## 練習課題:
**1)** 光ディスク装置に関する文書を2文で要約してください。
**2)** 光ディスク装置に関する文書によると、特許文献4の光ディスク装置では、対物レンズを振動させる設定周波数はどのような周波数に設定されますか。
**3)** 光ディスク装置に関する文書の続きを書き継いでください。

## 文書抜粋:
□ □ □ □ □
説明

集積回路、及び光ディスク装置

【課題】光ディスク装置の小型化及びコスト低減を図る。
【解決手段】集積回路106は、フォーカスエラー信号に基づいてフォーカスアクチュエータ118の駆動信号を生成するフォーカス制御を行うフォーカス制御部134と、フォーカス制御の異常の有無を判定するマイクロコンピュータ133と、複数の回転角度に対応するフォーカス制御異常時に用いる異常時制御信号を記憶する記憶回路125とを備え、フォーカス制御部134は、マイクロコンピュータ133によってフォーカス制御の異常が有ると判定された半径位置では、フォーカス制御を停止して記憶回路125に記憶された異常時制御信号に基づいてフォーカスアクチュエータ118の駆動信号を回転角度に応じて生成する。

【発明の詳細な説明】
【技術分野】
【0001】
本発明は、熱又は光によって変色する変色層を有する光ディスクにレーザ光を照射することにより可視画像を描画する光ディスク装置、及び当該光ディスク装置に設けられる集積回路に関するものである。
【背景技術】
【0002】
従来、記録可能な光ディスクのデータ記録層にレーザ光を照射し、データ記録層の可視光特性を変化させて任意の絵、文字等の画像を描画する技術が知られている(例えば、特許文献1参照)。また、光ディスクのレーベル面に変色層を形成し、この変色層に光ディスクのレーベル面側よりレーザ光を照射し、変色層の可視光特性を変化させて任意の絵、文字等の画像を描画する技術も知られている(例えば、特許文献2参照)。
【0003】
特許文献3に開示された光ディスク装置は、データ記録層や変色層にフォーカス制御がかかり難い場合を想定し、フォーカス制御を行わない状態で、フォーカスアクチュエータに振動信号を印可して対物レンズをその光軸方向に振動させることにより、光ビームの焦点が描画対象の変色層を繰り返し通過するようにして可視光特性を変化させる。また、特許文献3の光ディスク装置には、光ディスクにおけるレーザ光の照射位置において、ディスク面がレーザ光の光軸方向へ変位する量を光学的手法、機械的手法等で計測する面振れ追従信号発生装置が設けられている。この面振れ追従信号発生装置は、光ディスクの面振れに大まかに追従するため、上記振動信号に合わせて面振れ追従信号をフォーカスアクチュエータに印可する。
【0004】
特許文献4に開示された光ディスク装置は、トラッキング制御を行わない状態でトラッキング方向変位部(トラッキングアクチュエータ)により対物レンズを光ディスクの半径方向に所定の設定周波数で振動させながら画像を描画する。これによって、周回毎のレーザ光の走査間隔が埋められて、隙間のない画像が得られる。また、前記設定周波数は、トラッキング方向変位部に固有の共振周波数以外の周波数に設定される。
□ □ □ □ □
## 表示データ:
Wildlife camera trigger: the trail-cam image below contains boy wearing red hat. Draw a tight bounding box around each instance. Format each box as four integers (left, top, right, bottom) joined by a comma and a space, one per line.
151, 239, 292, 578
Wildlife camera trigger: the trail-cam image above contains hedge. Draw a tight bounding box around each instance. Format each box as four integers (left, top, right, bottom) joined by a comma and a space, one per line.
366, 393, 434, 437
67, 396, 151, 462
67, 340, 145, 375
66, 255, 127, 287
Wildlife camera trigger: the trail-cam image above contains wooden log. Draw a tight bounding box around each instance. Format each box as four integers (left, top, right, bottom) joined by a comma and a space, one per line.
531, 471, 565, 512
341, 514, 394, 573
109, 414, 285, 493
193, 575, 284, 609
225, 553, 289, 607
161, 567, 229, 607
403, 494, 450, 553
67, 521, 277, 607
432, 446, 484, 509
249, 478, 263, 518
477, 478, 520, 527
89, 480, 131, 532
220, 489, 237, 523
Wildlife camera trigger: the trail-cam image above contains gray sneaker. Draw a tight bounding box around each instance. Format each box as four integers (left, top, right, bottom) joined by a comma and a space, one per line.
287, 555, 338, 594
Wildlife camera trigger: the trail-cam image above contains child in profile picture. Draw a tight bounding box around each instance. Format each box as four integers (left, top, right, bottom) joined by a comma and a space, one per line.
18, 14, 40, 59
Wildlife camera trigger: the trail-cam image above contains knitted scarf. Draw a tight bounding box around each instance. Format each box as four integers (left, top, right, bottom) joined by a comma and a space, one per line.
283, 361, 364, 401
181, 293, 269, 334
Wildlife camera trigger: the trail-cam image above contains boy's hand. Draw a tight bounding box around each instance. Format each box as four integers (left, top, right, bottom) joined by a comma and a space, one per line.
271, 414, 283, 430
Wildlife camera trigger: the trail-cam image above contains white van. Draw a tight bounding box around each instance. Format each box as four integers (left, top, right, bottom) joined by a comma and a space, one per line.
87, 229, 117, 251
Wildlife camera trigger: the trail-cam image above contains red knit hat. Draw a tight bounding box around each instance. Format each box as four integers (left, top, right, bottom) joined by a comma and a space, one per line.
□ □ □ □ □
## 解答例:
**1)** この発明は、熱または光で変色する変色層を持つ光ディスクにレーザ光を照射して可視画像を描く光ディスク装置と、その集積回路に関するもので、装置の小型化とコスト低減を課題とする。集積回路は、フォーカス制御部、フォーカス制御の異常を判定するマイクロコンピュータ、複数の回転角度に対応する異常時制御信号を記憶する記憶回路を備え、異常があると判定された半径位置ではフォーカス制御を止め、記憶された異常時制御信号に基づいて回転角度に応じた駆動信号を生成する。

**2)** トラッキング方向変位部に固有の共振周波数以外の周波数に設定されます。

**3)**
【先行技術文献】
【特許文献】
【0005】
【特許文献1】特開2001−283470号公報
【特許文献2】特開2002−203321号公報
【特許文献3】特開2006−085849号公報
【特許文献4】特開2007−179633号公報
【発明の概要】
【発明が解決しようとする課題】
【0006】
しかし、上記特許文献3では、面振れ追従信号発生装置を設けるので、光ディスク装置の大型化やコスト増大の問題が生じる。
【0007】
本発明は、上記の点に鑑み、光ディスク装置の小型化及びコスト低減を目的とする。
【0008】
また、上記特許文献4では、駆動電流によってトラッキング方向変位部が発熱し、破損するおそれがある。この問題は、特に、レーベル面全体に描画を行う場合に顕著である。また、破損を防止するため、光ヘッドやトラッキング方向変位部の耐熱性を高めると、光ヘッドのコスト増大や光ディスク装置の大型化の問題が生じる。
【0009】
本発明は、上記の点に鑑み、光ヘッドのコスト増大や光ディスク装置の大型化の問題を生じさせることなく光ヘッドやトラッキング方向変位部の発熱による破損を防止することを目的とする。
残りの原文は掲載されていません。